■ **Document**
In addition, we can also calculate the eigenstates in the position (or momentum) bases, so the algebraic formalism helps us get the wavefunctions too. To do so, let us recognize that if we take the $n = 0$ state (often called the ground state, and notated as $|0\rangle$), we have $\hat a |0\rangle = 0$. Keep this in mind! Now, recall that we defined our relevant operators to take the following forms:
$$ \begin{align*} \hat a &= \dfrac{1}{\sqrt{2}}(\hat x'+ i\hat p') \\ &= \sqrt{\dfrac{m\omega}{2\hbar}}\hat x + \frac{i}{\sqrt{2m\omega \hbar}}\hat p \\ \hat a^\dagger &= \dfrac{1}{\sqrt{2}}(\hat x' - i\hat p') \\ &= \sqrt{\dfrac{m\omega}{2\hbar}}\hat x + \frac{i}{\sqrt{2m\omega \hbar}}\hat p \end{align*} $$
Thus, the explicit forms of $\hat a$ and $\hat a^\dagger$ can be found in the position basis by substituting in $\hat x = x$ and $\hat p = -i\hbar \dfrac{d}{dx}$, giving us:
$$ \begin{align*} \hat a &= \sqrt{\frac{m\omega}{2\hbar}} \left(x + \frac{\hbar}{m\omega} \dfrac{d}{dx}\right) \\ \hat a^\dagger &= \sqrt{\frac{m\omega}{2\hbar}} \left(x - \frac{\hbar}{m\omega} \dfrac{d}{dx}\right) \end{align*} $$
Now substituting these the explicit form of $\hat a$ in the position basis, we have:
$$ \begin{gather*} \hat a|0\rangle = 0 \\ \Rightarrow ~ \hat a\langle x|0\rangle = \hat a\psi_0(x) = 0 \\ \Rightarrow ~ \left(x + \dfrac{\hbar}{m\omega} \dfrac{d}{dx}\right)\psi_0(x) = 0 \end{gather*} $$
Note: It is also possible to do this in the momentum basis but the calculations become much more hairy. See this Physics StackExchange answer if interested.

■ **Exercises**
1 – In the passage on the algebraic approach to the oscillator, what is the n = 0 state often called?
2 – Please pull out each line of the listing below that contains the string "photo".

■ **Records provided**

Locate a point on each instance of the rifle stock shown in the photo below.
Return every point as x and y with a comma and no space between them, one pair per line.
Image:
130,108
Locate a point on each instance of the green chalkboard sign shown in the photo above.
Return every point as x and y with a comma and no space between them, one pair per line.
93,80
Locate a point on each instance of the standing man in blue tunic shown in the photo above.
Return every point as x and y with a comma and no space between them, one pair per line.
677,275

...

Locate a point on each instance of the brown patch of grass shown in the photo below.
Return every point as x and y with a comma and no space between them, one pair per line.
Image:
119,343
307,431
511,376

* * *

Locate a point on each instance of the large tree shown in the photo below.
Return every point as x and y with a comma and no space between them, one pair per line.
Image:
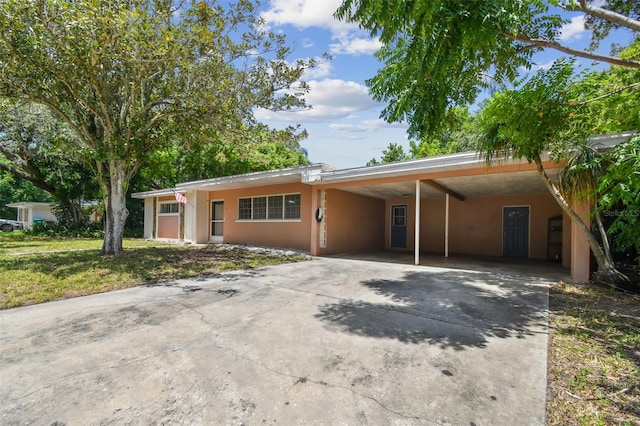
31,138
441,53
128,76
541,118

■ **Results of the tasks**
1 – The ground state.

2 –
Locate a point on each instance of the rifle stock shown in the photo below.
Locate a point on each instance of the green chalkboard sign shown in the photo above.
Locate a point on each instance of the standing man in blue tunic shown in the photo above.
Locate a point on each instance of the brown patch of grass shown in the photo below.
Locate a point on each instance of the large tree shown in the photo below.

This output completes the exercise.